◆ **What the exercise asks**: Find all lines below containing the string "stem" and return them.

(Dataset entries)
--------------------
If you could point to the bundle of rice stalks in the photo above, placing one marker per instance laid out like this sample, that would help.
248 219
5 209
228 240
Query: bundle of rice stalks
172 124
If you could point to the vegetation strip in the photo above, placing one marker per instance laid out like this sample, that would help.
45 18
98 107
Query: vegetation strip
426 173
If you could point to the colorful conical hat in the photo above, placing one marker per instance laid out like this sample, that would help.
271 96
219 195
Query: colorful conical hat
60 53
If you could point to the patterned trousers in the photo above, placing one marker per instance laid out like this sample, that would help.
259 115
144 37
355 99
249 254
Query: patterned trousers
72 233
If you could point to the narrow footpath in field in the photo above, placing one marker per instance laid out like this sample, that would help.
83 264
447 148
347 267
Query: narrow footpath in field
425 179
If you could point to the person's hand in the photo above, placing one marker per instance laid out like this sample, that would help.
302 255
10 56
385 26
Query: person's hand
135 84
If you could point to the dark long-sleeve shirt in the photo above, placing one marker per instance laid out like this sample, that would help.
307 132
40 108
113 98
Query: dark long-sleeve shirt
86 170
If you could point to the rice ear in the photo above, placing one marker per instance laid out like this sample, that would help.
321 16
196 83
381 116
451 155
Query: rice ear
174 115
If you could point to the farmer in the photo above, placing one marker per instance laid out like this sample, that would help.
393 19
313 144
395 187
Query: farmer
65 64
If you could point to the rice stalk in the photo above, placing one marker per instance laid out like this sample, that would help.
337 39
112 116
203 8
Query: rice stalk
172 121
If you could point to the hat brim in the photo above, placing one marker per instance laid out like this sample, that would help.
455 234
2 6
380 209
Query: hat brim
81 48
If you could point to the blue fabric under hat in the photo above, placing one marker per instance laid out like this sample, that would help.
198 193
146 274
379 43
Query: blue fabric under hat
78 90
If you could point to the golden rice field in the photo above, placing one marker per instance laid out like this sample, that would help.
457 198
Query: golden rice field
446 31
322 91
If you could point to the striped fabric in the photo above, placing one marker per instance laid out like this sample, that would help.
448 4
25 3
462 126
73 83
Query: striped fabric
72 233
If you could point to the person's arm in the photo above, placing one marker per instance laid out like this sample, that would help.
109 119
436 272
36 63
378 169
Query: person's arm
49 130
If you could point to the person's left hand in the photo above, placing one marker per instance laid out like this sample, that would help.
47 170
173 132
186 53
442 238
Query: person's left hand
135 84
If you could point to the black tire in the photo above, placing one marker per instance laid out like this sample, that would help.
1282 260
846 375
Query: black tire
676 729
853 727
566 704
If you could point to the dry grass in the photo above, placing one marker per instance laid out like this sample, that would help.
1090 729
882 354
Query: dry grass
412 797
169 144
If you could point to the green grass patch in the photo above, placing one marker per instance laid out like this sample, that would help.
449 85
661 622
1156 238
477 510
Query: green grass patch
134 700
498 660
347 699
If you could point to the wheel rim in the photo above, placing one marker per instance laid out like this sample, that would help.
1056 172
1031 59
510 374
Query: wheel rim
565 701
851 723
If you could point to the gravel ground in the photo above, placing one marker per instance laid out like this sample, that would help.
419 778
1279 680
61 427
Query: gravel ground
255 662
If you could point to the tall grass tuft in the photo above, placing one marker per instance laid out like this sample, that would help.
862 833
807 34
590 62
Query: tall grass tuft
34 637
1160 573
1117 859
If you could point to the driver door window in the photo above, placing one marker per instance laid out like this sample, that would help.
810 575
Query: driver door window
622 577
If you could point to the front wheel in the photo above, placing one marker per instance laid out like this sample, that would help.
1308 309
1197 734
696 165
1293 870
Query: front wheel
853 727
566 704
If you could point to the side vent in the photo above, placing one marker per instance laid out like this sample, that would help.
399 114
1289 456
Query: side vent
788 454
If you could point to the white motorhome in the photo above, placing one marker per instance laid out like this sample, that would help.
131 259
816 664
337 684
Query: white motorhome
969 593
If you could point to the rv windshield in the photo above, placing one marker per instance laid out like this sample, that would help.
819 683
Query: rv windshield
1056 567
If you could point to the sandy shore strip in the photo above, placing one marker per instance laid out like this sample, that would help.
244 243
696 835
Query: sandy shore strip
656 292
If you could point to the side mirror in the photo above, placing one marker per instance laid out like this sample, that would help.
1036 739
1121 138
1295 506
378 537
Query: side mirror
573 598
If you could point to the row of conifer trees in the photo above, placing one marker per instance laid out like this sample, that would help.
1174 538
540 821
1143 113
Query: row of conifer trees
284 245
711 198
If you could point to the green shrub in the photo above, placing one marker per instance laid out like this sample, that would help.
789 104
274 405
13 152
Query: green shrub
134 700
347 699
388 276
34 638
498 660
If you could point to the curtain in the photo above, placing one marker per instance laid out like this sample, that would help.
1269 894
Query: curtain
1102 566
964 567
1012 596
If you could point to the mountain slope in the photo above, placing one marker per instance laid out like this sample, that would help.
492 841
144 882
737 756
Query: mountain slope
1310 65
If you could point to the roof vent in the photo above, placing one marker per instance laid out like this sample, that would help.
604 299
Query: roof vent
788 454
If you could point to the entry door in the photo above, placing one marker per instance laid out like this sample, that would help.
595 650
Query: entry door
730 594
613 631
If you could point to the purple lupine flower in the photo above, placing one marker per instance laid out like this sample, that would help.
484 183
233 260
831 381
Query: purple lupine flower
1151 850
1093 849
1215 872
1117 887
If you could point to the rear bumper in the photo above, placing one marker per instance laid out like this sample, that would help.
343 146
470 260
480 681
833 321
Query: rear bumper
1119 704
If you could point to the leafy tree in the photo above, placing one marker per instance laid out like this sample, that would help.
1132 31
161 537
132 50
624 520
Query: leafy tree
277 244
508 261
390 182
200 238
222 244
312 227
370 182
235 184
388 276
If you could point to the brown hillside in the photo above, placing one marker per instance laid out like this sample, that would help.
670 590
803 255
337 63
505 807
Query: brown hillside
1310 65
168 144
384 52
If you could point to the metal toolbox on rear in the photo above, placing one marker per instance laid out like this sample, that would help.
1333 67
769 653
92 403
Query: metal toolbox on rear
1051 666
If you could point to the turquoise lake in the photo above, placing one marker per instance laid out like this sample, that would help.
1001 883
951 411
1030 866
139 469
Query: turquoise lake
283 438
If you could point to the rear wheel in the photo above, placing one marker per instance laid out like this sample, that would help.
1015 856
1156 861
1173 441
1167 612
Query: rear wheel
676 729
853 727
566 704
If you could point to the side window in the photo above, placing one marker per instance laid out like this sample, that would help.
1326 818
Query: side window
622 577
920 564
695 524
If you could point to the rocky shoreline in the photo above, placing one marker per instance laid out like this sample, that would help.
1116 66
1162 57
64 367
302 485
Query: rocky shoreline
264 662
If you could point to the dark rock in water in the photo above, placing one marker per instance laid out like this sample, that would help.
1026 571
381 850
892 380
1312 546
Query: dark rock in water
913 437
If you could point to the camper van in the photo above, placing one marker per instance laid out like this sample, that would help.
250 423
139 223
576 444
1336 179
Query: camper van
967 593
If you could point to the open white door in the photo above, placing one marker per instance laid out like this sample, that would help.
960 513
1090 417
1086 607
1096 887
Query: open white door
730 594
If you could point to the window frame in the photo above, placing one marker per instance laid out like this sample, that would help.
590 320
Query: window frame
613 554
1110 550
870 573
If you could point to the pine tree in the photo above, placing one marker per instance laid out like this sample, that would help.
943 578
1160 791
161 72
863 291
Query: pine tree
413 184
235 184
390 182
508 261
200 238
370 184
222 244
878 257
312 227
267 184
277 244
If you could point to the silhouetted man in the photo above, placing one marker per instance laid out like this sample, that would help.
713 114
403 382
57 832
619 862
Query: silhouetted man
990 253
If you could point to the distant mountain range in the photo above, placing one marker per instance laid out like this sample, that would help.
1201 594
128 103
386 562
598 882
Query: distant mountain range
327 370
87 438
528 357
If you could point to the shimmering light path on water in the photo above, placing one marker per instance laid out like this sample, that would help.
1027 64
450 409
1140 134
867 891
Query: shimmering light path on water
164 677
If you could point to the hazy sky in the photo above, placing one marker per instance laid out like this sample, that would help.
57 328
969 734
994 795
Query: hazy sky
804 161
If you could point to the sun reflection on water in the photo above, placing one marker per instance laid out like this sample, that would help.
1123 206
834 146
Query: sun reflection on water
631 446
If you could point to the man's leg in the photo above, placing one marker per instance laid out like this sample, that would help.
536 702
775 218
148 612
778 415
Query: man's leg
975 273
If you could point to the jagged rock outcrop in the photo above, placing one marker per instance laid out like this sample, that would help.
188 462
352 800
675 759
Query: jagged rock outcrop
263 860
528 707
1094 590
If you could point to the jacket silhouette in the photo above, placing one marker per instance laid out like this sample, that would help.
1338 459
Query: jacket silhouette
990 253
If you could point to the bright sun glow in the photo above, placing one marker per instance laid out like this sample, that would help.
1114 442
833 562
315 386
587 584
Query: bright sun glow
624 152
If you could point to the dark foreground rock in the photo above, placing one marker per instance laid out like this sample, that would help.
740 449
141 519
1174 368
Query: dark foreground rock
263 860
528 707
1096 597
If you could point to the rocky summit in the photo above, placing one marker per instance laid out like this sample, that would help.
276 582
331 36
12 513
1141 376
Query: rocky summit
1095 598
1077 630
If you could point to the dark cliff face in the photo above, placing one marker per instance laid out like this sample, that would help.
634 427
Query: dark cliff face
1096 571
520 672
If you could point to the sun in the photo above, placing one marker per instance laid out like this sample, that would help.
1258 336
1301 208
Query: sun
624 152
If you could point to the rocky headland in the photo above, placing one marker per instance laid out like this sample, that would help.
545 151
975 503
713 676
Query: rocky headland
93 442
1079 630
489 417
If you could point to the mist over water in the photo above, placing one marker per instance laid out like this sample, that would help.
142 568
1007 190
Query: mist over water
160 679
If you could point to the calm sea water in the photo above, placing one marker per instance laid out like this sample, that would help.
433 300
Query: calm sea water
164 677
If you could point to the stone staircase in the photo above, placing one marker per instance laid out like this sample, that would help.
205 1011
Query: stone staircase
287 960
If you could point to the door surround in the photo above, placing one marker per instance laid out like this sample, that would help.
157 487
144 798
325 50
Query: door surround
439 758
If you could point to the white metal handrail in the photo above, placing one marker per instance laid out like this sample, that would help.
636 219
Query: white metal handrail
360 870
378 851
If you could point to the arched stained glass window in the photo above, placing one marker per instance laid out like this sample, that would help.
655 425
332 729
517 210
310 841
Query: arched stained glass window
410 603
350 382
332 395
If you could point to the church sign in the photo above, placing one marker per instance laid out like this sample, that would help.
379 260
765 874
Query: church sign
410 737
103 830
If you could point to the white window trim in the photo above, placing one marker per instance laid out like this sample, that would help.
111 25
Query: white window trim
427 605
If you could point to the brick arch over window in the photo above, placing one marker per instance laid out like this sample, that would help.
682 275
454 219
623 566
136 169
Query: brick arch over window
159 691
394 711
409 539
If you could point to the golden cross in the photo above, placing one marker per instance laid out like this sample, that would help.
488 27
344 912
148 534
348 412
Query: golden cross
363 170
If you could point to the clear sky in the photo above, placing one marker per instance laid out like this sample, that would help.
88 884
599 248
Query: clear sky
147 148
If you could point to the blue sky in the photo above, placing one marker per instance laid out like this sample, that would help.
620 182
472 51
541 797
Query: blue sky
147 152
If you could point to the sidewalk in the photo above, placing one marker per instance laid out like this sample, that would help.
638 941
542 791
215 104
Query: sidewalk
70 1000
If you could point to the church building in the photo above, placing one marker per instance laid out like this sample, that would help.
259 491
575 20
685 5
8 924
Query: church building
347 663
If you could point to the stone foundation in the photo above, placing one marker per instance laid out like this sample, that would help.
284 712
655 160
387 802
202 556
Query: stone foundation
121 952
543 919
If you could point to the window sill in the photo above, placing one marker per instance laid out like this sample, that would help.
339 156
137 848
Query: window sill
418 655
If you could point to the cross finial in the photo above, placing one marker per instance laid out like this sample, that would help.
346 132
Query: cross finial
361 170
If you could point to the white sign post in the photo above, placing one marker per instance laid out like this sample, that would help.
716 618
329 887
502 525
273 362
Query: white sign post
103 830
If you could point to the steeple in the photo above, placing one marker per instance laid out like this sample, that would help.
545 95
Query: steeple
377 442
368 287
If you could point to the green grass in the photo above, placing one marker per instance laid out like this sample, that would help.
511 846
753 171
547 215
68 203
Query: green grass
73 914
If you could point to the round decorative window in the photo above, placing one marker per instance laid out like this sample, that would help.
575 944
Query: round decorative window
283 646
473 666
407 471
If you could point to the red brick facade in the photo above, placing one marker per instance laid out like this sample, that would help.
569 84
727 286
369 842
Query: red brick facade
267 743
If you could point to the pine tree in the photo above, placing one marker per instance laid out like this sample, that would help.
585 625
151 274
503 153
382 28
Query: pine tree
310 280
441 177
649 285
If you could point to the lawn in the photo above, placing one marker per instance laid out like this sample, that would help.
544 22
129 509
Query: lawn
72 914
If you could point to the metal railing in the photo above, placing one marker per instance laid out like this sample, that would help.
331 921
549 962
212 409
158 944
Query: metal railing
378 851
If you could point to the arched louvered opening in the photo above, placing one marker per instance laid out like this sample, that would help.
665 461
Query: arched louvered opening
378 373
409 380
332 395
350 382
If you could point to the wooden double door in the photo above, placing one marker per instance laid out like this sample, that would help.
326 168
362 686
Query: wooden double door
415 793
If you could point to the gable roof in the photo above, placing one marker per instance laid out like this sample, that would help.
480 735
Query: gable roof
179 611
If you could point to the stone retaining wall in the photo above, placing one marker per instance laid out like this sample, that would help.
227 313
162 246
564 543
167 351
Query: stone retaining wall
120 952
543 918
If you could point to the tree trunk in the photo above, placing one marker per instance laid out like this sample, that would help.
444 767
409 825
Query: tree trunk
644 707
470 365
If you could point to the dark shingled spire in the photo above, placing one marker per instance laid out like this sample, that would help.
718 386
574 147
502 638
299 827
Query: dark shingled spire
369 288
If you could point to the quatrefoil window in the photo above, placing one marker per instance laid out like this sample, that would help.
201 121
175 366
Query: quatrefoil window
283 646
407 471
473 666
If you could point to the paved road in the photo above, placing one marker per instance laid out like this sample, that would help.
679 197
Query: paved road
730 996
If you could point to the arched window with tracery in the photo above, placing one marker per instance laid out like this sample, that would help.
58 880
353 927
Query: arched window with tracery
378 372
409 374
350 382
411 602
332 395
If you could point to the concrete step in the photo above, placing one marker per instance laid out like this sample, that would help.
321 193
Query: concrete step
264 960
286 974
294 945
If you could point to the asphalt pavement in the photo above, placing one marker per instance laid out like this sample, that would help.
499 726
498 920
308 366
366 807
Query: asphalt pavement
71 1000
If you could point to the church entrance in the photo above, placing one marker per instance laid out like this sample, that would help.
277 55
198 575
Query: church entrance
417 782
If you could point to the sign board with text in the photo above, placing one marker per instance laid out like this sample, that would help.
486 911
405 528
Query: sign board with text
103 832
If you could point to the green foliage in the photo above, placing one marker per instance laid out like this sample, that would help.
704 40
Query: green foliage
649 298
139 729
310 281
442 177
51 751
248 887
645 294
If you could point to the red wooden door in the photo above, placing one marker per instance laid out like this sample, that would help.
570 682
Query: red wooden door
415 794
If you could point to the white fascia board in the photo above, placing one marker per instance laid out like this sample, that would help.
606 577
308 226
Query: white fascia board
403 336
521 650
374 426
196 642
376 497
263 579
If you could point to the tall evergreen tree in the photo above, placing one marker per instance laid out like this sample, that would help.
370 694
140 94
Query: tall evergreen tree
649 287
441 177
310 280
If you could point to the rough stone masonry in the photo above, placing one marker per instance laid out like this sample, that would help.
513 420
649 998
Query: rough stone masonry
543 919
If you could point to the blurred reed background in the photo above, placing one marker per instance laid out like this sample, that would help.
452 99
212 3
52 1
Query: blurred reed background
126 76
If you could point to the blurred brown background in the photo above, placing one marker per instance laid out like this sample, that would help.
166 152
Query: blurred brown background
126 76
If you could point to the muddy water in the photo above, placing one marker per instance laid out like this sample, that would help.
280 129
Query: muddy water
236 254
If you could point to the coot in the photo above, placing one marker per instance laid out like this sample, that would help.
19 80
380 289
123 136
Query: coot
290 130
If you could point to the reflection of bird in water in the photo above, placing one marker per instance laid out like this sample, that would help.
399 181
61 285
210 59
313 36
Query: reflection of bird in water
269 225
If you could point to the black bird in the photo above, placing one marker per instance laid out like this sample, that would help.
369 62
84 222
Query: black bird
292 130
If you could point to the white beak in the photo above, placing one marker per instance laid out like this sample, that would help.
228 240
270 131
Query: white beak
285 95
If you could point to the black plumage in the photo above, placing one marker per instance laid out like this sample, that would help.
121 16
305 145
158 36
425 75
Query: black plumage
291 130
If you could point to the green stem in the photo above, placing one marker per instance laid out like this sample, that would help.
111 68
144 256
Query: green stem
--------------------
◆ **Written solution**:
If you could point to the green stem in the photo above, placing one marker per instance laid out like this sample, that would help.
Query: green stem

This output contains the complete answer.